Esercizi.
**1)** Riproduci il passo del testo sul CBAM che va da "Le seguenti misure" fino a "emissioni di carbonio.".
**2)** Secondo il testo sul CBAM, in quale anno sarà riesaminata la questione delle esportazioni e della compensazione degli esportatori?

Testo estratto.
Si veda, ad esempio: Sen, P., EU’s Carbon Border Adjustment Mechanism and the Global South: How to Make it Work, IEP@BU.

Le seguenti misure possono contribuire a ridurre l’onere amministrativo, a migliorare l’efficacia e ad attenuare il compromesso tra copertura del prodotto (rilocalizzazione a valle) e fattibilità amministrativa (esigenze in termini di dati):

  • Sviluppare standard comuni e migliorare la cooperazione internazionale: i) sviluppare una metodologia efficace e uniforme in tutta l’UE per determinare le emissioni di carbonio incorporate; ii) guidare gli sforzi per sviluppare nelle sedi internazionali (ad esempio l’OCSE) standard comuni per la misurazione, il monitoraggio e la rendicontazione delle emissioni di carbonio.
  • Fornire soluzioni informatiche adeguate per la rendicontazione. Migliorare l’infrastruttura digitale e sostenere lo sviluppo di soluzioni software integrate e sicure per determinare l’impronta di carbonio dei beni lungo la catena del valore secondo la metodologia concordata. Garantire che siano soddisfatte le condizioni per consentire alle aziende di caricare in modo sicuro le rispettive informazioni.
  • Semplificare il processo di monitoraggio, rendicontazione e verifica per gli importatori e i produttori dei paesi terzi attraverso un maggiore uso di soluzioni tecnologiche. Ciò potrebbe contribuire a evitare la duplicazione degli sforzi, collegando gli strumenti di rendicontazione ai sistemi esistenti di gestione della catena di approvvigionamento e delle imprese.
  • L’utilizzo di medie nazionali specifiche per gli esportatori per le impronte di carbonio dei prodotti, al fine di semplificare le esigenze in termini di dati, inviterebbe a riorientare il commercio e favorirebbe i produttori più grandi (multinazionali) che potrebbero essere in grado di eludere meglio i prelievi più elevati. Potrebbe anche essere soggetto a contestazioni legali data la variazione delle emissioni tra gli impianti di produzione.
  • Affrontare le restanti lacune nella contabilizzazione dell’impronta di carbonio, come l’esclusione (presunzione di emissioni zero) dal CBAM dei materiali riciclati.
  • Rivedere il trattamento delle esportazioni nel CBAM. Mentre un CBAM efficace fornisce condizioni di parità nel mercato interno, non esiste una compensazione per i maggiori costi dell’ETS sul lato delle esportazioni. La compensazione delle industrie esportatrici per l’aumento dei costi dell’ETS, in particolare per le esportazioni verso paesi con un’impronta di carbonio dei prodotti più elevata, dovrebbe essere valutata alla luce delle regole del sistema commerciale internazionale, compresa la possibilità che gli importatori possano reagire imponendo una tariffa di compensazione. La questione delle esportazioni e della compensazione degli esportatori sarà riesaminata nell’ambito della revisione del CBAM nel 2025.

Raccolta dei record.

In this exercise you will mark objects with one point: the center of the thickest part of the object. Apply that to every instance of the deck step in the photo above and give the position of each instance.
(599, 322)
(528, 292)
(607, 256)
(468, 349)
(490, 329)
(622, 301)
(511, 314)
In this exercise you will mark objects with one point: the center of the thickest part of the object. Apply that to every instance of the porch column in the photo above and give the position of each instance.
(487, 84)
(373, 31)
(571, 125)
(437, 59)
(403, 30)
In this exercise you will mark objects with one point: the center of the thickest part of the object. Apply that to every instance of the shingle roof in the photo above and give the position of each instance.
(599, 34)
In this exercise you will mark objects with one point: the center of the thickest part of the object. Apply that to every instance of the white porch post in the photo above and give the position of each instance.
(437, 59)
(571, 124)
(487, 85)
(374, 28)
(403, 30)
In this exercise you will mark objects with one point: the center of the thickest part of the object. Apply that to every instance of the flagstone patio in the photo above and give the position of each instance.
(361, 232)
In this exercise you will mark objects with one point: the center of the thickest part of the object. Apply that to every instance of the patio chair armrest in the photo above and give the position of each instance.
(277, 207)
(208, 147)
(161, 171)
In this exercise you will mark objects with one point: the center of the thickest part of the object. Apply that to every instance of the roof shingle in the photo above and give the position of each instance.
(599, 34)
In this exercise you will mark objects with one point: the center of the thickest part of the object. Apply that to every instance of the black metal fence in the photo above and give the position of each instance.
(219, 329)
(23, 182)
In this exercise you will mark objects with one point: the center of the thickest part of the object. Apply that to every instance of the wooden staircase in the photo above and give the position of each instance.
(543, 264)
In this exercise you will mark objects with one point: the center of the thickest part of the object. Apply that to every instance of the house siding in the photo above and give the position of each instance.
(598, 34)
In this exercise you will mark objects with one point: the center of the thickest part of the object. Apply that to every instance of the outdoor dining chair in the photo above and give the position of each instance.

Soluzioni.
**1)**
Le seguenti misure possono contribuire a ridurre l’onere amministrativo, a migliorare l’efficacia e ad attenuare il compromesso tra copertura del prodotto (rilocalizzazione a valle) e fattibilità amministrativa (esigenze in termini di dati):

  • Sviluppare standard comuni e migliorare la cooperazione internazionale: i) sviluppare una metodologia efficace e uniforme in tutta l’UE per determinare le emissioni di carbonio incorporate; ii) guidare gli sforzi per sviluppare nelle sedi internazionali (ad esempio l’OCSE) standard comuni per la misurazione, il monitoraggio e la rendicontazione delle emissioni di carbonio.

**2)** Nel 2025, nell'ambito della revisione del CBAM.